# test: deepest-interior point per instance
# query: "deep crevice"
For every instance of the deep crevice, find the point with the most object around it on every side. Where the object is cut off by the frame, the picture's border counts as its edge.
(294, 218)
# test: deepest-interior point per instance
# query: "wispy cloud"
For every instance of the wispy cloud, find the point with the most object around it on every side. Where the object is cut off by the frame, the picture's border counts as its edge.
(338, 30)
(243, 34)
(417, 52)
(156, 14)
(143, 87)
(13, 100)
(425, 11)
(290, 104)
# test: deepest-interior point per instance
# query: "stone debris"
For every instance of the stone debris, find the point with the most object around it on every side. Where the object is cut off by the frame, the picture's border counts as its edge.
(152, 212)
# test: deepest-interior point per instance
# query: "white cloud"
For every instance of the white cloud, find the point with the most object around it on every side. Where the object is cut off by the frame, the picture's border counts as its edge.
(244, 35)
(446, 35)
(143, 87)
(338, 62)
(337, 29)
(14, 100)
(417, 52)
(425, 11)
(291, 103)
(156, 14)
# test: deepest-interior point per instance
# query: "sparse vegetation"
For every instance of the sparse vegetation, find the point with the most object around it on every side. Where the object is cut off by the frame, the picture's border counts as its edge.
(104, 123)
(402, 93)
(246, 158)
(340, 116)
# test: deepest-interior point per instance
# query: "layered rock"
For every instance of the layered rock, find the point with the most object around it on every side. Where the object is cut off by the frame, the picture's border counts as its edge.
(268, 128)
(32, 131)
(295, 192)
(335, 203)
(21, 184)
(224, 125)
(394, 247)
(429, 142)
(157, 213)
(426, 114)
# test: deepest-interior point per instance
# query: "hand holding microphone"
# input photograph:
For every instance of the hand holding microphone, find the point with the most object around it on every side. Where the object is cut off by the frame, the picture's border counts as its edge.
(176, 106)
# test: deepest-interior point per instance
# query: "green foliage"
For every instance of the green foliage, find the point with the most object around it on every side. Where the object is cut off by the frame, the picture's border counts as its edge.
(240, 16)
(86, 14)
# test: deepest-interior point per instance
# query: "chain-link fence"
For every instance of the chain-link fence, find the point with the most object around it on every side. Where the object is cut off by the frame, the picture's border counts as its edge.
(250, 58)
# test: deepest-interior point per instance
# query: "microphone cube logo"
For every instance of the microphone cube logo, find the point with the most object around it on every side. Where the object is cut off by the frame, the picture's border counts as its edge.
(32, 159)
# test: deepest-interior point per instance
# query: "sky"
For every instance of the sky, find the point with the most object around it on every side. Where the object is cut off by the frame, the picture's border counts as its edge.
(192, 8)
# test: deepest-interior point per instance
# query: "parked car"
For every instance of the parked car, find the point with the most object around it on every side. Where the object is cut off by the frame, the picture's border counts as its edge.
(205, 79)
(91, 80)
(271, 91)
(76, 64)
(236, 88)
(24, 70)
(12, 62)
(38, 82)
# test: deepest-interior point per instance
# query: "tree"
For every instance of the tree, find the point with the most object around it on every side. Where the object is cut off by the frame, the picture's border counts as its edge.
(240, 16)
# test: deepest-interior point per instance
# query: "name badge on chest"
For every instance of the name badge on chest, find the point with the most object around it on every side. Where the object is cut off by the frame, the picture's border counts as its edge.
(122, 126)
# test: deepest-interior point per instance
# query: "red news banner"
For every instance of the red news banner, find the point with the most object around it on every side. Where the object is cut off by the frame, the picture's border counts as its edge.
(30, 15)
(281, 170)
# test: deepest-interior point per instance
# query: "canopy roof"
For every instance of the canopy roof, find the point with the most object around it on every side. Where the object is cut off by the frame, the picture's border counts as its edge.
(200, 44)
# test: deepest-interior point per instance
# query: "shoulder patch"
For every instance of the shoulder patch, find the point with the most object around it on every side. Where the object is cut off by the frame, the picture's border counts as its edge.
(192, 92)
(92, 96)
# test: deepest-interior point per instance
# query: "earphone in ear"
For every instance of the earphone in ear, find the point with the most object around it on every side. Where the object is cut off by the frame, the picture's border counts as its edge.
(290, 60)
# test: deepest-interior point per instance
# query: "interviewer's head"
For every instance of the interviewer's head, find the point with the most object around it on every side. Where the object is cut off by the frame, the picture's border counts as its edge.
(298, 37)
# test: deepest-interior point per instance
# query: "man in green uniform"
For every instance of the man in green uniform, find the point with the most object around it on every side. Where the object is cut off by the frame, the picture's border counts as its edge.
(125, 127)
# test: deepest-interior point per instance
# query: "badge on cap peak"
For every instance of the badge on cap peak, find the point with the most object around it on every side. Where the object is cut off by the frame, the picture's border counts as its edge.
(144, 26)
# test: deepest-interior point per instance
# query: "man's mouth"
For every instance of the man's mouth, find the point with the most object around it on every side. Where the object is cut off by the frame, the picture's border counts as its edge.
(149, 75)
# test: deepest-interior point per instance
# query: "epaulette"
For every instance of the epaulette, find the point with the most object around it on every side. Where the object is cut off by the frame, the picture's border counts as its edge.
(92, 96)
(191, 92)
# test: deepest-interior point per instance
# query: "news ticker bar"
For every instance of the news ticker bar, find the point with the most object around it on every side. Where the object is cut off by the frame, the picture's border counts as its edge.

- _What the task requires_
Start to finish, transcribe the listing above exactly.

- _Response to this task_
# test: deepest-interior point per instance
# query: "deep crevice"
For every instance of the deep crevice, find the point with the most object around it on every side. Where the object is cut off by the frame, the picture's border counts as its edge.
(294, 218)
# test: deepest-interior point per instance
# query: "wispy cloud"
For every instance of the wispy cloud, find the point with the most object around it on every side. Where the object is cut off by the frame, the picture's border counts as its edge.
(338, 30)
(243, 34)
(417, 52)
(156, 14)
(143, 87)
(13, 100)
(425, 11)
(290, 104)
# test: deepest-interior point per instance
# query: "stone debris"
For every instance of the stone debris, find the point with the most object around it on every side. Where the object is cut off by the frame, the picture's border counts as its edge.
(152, 212)
# test: deepest-interior point per instance
# query: "white cloud"
For every instance of the white cloud, find the point with the most object around it on every side. Where the object is cut off by the frame, the picture's border counts as its edge.
(244, 35)
(446, 35)
(143, 87)
(338, 62)
(337, 29)
(14, 100)
(417, 52)
(425, 11)
(291, 103)
(156, 14)
# test: deepest-interior point per instance
# query: "sparse vegetation"
For every instance of the sparse vegetation, find the point with the most object around it on every side. Where the object is cut off by the frame, the picture's border counts as its edge.
(104, 123)
(402, 93)
(246, 158)
(340, 116)
# test: deepest-interior point per instance
# query: "layered rock"
For every instance of the layered rock, find the point with the most object around it on every side. Where the object is cut off by the frame, the picture's border counts as its edge.
(268, 128)
(32, 131)
(295, 192)
(335, 203)
(21, 184)
(224, 125)
(394, 247)
(429, 142)
(157, 213)
(426, 114)
# test: deepest-interior point per instance
# query: "hand holding microphone"
# input photograph:
For every instance of the hand holding microphone, find the point with the most object around it on every side. Where the object is cut off by the frame, the picture's border counts as its edge.
(176, 106)
# test: deepest-interior point per instance
# query: "green foliage"
For every instance of the green foliage, find the point with the most object around it on every side. Where the object is cut off by the frame, the picture's border counts as its edge.
(240, 16)
(86, 14)
# test: deepest-interior point per instance
# query: "chain-link fence"
For every instance of the chain-link fence, find the point with the most object around it on every side. Where the object is cut off by the frame, the picture's border counts as its edge.
(250, 58)
# test: deepest-interior point per instance
# query: "microphone cube logo"
For every instance of the microphone cube logo, find the point with the most object around it on every side. Where the object is cut off by the frame, the picture's border counts as its edge.
(32, 159)
# test: deepest-interior point per instance
# query: "sky"
For every instance of the sky, find the point with the most object around it on every side. Where the object is cut off by the frame, the picture's border counts as its edge.
(192, 8)
# test: deepest-interior point per instance
# query: "parked car"
For every instance of the parked car, find the point with the most object around it on every side. Where the object is cut off by the frame, the picture's border counts as its edge.
(205, 79)
(91, 80)
(271, 91)
(76, 64)
(236, 88)
(24, 70)
(12, 62)
(38, 82)
# test: deepest-interior point per instance
# query: "tree"
For every instance of the tree, find the point with the most object around it on every side. Where the object is cut off by the frame, the picture's border counts as its edge.
(240, 16)
# test: deepest-interior point per instance
# query: "name badge on chest"
For every instance of the name badge on chest, find the point with the most object around it on every side. Where the object is cut off by the frame, the picture's border counts as its edge.
(122, 126)
# test: deepest-interior point per instance
# query: "red news banner"
For every instance of the red news banner, find the point with the most object around it on every side. Where the object is cut off by the frame, the picture's border counts as its edge.
(30, 15)
(281, 170)
# test: deepest-interior point per instance
# query: "canopy roof"
For every instance of the canopy roof, find the point with the most object around it on every side. Where the object is cut off by the frame, the picture's border counts as its edge.
(200, 44)
# test: deepest-interior point per instance
# query: "shoulder patch"
For every instance of the shoulder patch, find the point with the most object around it on every side. Where the object is cut off by the frame, the picture's border counts as its edge.
(192, 92)
(92, 96)
# test: deepest-interior point per instance
# query: "earphone in ear"
For every instance of the earphone in ear, find the point with the most object around it on every side. Where the object is cut off by the frame, the picture's border counts as its edge.
(290, 60)
# test: deepest-interior point per instance
# query: "interviewer's head"
For every instance of the interviewer's head, find the point with the most object around it on every side. Where the object is cut off by the frame, the picture's border counts as its edge.
(298, 37)
# test: deepest-interior point per instance
# query: "man in green uniform"
For every instance of the man in green uniform, find the point with the most object around it on every side. Where the object is cut off by the frame, the picture's border counts as its edge.
(125, 127)
# test: deepest-interior point per instance
# query: "badge on cap peak"
For every instance of the badge on cap peak, find the point with the most object around it on every side. Where the object is cut off by the frame, the picture's border counts as its edge.
(144, 26)
# test: deepest-interior point per instance
# query: "man's mouth"
For every instance of the man's mouth, find the point with the most object around it on every side. Where the object is cut off by the frame, the picture's border counts as its edge.
(149, 75)
# test: deepest-interior point per instance
# query: "epaulette"
For every instance of the epaulette, find the point with the most object around it on every side. Where the object is cut off by the frame, the picture's border counts as its edge.
(92, 96)
(191, 92)
# test: deepest-interior point per instance
# query: "news ticker bar"
For every instance of the news ticker bar, find the point with the most object around it on every side. Where the object is cut off by the frame, the picture's border counts as its edge.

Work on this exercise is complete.